* [Data for this exercise]:
★ ★ ★ ★

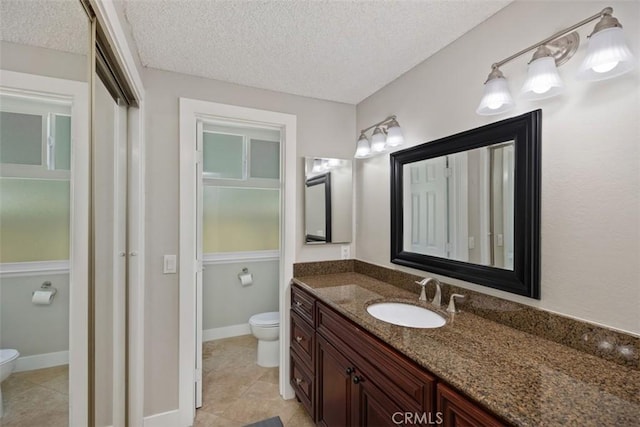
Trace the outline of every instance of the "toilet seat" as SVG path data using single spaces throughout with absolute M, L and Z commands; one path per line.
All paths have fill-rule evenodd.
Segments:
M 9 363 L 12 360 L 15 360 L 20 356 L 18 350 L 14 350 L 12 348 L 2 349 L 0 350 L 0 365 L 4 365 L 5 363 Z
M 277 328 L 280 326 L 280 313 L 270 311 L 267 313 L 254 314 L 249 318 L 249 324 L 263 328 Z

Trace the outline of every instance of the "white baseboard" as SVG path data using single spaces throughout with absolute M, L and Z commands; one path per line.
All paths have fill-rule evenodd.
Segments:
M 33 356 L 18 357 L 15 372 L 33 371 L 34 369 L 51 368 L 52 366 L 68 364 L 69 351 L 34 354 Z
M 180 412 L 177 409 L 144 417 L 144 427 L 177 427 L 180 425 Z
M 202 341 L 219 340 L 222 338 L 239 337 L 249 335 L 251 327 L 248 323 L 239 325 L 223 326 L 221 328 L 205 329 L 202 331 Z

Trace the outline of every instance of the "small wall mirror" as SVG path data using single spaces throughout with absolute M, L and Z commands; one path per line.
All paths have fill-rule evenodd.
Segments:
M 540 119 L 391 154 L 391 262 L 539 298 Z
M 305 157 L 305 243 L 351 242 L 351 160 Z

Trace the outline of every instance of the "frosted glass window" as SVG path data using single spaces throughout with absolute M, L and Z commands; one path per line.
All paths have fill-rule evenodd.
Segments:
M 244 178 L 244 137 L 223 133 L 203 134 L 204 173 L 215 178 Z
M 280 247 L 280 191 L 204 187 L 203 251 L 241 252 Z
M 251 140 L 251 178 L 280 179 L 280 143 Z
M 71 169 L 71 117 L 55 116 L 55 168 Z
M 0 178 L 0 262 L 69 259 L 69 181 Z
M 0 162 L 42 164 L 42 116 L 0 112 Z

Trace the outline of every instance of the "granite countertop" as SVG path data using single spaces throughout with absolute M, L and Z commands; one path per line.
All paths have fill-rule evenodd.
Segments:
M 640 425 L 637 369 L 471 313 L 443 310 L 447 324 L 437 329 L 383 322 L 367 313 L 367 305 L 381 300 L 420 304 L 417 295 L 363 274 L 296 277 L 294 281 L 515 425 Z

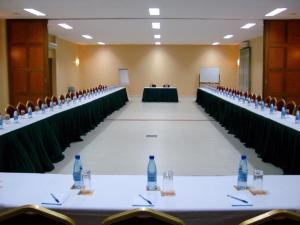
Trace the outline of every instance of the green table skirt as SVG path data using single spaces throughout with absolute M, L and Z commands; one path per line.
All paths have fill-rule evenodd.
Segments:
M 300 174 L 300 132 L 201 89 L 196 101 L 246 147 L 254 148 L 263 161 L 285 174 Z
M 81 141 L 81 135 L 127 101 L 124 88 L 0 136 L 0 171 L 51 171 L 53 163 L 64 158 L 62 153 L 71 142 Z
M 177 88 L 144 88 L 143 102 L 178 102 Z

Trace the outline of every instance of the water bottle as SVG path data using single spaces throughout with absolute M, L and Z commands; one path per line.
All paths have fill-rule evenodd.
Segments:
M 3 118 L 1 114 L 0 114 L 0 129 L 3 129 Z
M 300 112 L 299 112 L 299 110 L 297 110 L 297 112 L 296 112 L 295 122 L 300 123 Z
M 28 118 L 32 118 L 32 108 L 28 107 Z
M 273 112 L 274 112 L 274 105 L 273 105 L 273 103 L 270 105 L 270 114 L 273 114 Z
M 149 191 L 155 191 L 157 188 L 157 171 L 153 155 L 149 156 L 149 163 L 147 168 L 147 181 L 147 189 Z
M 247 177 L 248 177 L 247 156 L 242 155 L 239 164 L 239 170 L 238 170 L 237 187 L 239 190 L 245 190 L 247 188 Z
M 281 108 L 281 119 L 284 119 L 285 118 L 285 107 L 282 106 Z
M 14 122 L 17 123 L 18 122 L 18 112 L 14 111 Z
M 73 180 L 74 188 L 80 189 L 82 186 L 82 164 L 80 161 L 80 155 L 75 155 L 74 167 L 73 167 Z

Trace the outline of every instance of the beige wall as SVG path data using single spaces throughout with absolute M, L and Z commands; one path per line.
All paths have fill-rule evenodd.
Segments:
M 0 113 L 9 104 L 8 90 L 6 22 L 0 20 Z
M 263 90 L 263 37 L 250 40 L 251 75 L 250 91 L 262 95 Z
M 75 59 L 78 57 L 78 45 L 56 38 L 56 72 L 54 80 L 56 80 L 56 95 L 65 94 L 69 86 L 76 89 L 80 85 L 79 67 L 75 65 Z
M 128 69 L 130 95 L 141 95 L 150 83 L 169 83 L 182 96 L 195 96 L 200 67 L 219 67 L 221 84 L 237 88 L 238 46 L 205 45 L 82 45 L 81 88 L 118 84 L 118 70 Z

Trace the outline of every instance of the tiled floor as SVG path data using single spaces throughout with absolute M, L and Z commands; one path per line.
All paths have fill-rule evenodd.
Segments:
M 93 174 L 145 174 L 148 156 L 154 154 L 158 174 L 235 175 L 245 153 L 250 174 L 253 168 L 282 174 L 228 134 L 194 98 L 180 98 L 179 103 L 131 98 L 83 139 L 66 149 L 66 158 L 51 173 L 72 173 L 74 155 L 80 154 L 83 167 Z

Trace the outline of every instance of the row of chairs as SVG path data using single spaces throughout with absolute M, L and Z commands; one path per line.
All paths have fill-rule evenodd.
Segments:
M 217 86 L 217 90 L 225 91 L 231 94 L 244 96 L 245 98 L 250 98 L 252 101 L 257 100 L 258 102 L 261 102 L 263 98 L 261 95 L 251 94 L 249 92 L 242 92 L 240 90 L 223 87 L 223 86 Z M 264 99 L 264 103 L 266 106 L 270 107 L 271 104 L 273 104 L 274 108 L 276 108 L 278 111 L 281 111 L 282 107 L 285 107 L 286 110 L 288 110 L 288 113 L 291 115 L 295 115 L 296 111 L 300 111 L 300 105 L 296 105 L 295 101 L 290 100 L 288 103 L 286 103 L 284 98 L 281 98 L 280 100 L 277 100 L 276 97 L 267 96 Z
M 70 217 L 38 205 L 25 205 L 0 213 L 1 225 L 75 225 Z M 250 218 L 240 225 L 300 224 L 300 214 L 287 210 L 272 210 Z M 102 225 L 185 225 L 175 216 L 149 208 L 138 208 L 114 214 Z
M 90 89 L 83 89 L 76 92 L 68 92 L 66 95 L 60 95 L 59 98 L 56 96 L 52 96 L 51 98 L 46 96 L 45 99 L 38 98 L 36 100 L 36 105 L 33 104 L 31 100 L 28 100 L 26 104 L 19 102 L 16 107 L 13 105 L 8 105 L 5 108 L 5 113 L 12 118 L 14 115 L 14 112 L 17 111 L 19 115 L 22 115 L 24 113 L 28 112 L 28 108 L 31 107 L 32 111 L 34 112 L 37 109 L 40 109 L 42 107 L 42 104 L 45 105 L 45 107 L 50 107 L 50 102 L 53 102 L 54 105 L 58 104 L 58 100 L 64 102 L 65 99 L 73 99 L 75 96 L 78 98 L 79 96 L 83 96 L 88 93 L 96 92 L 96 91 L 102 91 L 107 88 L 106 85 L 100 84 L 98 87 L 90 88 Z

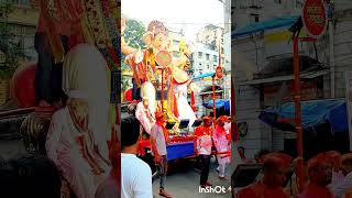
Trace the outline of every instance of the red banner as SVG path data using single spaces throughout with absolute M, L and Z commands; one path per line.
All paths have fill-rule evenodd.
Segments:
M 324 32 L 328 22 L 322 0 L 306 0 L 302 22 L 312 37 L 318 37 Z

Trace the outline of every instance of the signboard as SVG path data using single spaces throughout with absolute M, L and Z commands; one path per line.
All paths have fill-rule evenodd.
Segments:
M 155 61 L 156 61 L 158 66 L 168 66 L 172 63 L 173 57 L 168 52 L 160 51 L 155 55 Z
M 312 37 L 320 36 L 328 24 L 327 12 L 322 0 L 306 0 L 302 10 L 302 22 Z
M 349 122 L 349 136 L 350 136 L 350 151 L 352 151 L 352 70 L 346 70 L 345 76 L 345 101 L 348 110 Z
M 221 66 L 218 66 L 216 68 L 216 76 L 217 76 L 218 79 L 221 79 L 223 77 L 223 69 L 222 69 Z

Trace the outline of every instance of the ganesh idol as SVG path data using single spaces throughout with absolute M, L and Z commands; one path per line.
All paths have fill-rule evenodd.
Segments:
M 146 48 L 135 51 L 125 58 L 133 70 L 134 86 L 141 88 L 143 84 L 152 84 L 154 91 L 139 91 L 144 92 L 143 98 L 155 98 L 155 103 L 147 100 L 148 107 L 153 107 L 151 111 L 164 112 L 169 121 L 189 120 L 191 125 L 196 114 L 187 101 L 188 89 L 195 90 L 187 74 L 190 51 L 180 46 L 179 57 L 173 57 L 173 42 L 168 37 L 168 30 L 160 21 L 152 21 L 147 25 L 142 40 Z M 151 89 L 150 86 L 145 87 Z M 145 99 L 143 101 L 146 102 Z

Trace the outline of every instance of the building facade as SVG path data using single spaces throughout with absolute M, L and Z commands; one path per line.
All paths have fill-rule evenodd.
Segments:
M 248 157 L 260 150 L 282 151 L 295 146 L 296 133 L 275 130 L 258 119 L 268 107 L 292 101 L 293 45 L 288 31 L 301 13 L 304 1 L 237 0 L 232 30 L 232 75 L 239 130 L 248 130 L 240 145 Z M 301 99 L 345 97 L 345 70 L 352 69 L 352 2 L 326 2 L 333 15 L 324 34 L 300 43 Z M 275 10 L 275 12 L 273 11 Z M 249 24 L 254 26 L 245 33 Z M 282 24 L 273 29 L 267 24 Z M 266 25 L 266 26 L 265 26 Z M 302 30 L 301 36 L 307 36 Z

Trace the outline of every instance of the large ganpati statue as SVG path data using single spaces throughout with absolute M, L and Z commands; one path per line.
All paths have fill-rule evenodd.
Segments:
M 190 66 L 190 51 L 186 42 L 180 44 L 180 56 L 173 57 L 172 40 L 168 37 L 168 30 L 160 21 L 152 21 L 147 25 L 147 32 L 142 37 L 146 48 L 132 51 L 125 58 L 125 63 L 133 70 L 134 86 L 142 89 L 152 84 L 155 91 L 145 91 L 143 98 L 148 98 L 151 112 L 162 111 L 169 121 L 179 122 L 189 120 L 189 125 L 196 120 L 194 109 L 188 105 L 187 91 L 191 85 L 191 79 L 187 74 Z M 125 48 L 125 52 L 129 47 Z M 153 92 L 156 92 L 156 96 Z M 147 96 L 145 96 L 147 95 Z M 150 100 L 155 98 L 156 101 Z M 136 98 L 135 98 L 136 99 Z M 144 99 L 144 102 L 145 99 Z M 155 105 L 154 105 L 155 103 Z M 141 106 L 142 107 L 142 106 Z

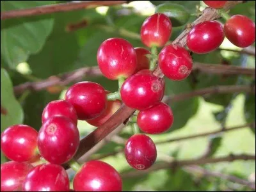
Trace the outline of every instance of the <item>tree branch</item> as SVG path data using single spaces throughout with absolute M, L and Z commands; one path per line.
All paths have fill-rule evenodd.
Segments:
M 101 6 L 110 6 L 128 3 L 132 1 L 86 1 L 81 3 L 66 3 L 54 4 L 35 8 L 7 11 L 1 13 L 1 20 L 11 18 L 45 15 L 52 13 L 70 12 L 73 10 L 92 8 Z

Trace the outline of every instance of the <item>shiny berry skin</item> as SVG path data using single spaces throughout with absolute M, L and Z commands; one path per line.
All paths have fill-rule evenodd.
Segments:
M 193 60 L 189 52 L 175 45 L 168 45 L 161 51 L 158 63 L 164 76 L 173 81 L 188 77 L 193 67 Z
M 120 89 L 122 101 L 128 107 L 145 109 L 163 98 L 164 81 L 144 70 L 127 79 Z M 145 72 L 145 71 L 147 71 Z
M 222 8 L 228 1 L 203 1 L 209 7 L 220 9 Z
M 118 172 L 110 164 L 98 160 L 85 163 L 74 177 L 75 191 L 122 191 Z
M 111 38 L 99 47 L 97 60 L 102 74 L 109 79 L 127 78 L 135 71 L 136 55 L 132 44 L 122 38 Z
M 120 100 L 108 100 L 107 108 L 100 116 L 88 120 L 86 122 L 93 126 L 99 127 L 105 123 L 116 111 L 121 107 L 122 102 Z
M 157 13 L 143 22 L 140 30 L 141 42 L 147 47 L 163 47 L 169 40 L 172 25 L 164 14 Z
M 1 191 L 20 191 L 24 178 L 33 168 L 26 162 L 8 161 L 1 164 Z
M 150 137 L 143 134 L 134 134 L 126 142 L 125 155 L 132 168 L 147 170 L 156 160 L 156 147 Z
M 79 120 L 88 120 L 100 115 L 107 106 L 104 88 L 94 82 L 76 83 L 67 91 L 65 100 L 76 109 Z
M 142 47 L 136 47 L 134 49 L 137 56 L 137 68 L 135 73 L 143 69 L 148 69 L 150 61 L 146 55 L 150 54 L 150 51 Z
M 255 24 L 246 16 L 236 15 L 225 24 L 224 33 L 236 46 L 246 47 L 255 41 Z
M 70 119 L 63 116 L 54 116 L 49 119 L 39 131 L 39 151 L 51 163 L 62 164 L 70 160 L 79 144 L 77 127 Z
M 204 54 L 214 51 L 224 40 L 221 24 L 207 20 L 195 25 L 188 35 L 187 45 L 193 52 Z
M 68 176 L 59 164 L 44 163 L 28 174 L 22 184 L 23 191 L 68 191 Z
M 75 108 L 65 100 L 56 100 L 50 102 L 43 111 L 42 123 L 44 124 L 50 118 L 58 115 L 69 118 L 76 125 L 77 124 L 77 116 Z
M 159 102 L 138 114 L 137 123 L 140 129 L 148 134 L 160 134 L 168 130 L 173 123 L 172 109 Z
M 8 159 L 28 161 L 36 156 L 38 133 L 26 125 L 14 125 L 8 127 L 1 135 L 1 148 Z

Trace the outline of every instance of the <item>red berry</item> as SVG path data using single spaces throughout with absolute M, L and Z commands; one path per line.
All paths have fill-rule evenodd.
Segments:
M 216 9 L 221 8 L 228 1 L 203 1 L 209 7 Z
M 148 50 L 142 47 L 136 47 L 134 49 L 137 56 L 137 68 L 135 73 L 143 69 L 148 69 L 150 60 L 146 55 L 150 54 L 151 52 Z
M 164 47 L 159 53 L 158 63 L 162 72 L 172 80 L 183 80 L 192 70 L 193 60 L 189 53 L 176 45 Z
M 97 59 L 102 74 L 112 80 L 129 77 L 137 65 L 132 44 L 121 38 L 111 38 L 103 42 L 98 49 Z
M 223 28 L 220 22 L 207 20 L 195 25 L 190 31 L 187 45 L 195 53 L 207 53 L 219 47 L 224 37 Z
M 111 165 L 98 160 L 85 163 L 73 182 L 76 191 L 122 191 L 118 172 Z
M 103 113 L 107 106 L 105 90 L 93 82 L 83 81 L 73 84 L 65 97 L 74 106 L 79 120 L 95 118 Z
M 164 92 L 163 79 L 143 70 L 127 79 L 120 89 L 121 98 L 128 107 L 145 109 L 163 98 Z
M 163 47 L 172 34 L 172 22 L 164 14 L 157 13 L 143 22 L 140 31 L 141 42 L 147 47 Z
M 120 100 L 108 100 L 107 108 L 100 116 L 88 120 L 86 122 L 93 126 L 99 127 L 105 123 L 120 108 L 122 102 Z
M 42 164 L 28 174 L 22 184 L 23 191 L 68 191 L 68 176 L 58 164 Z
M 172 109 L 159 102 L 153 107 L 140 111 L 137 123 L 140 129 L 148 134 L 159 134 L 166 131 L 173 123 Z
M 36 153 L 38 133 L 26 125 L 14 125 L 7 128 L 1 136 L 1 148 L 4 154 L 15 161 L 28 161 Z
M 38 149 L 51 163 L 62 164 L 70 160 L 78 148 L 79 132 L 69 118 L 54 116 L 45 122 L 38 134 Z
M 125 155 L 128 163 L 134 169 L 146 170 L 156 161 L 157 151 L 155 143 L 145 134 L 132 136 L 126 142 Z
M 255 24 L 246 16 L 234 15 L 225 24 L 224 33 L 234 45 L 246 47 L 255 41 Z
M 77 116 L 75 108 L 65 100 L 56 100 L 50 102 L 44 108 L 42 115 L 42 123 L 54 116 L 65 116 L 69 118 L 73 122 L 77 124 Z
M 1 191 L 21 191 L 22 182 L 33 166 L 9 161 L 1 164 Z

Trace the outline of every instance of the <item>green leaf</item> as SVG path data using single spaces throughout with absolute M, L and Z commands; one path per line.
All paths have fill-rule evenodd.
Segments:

★ ★ ★ ★

* [What the exercise asks]: Retype the part of the listing above that starts with the line containing "Trace the outline of every instance of the signboard" and ends with the line containing "M 349 122 L", keeping every line unchanged.

* [Finished exercise]:
Trace the outline of every instance of the signboard as SVG path data using single spaces throughout with absolute M, L and Z commands; one path per line.
All paths have fill-rule evenodd.
Segments:
M 155 61 L 156 61 L 158 66 L 168 66 L 172 63 L 173 57 L 168 52 L 160 51 L 155 55 Z
M 312 37 L 320 36 L 328 24 L 327 12 L 322 0 L 306 0 L 302 10 L 302 22 Z
M 349 122 L 349 136 L 350 136 L 350 151 L 352 151 L 352 70 L 346 70 L 345 76 L 345 101 L 348 110 Z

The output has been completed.